» WHAT THE TASK ASKS:
Update the listing below by replacing "innermost point" with "most central point" everywhere it appears. Leave everything else unchanged.

» PROVIDED MATERIAL:
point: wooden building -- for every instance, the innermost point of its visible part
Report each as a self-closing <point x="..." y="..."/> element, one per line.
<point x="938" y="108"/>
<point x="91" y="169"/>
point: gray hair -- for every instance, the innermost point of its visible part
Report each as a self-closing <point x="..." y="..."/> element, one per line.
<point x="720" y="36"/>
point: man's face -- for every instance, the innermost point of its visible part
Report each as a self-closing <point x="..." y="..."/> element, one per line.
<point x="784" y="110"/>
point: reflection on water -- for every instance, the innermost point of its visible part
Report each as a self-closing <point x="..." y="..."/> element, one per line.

» RESULT OF THIS EXERCISE:
point: wooden building -- for every instance, the most central point of its visible part
Report each as a self-closing <point x="..." y="..."/> element, one per line.
<point x="938" y="108"/>
<point x="91" y="169"/>
point: gray hair -- for every instance, the most central point of its visible part
Report each as a self-closing <point x="..." y="..."/> element, one per line.
<point x="720" y="36"/>
point: man's face -- for every instance, the most central point of its visible part
Report each as a self-closing <point x="..." y="..."/> element, one per line.
<point x="784" y="110"/>
point: reflection on water -- for every instance, the most central point of its visible part
Report each as a self-closing <point x="..." y="..."/> element, one per line.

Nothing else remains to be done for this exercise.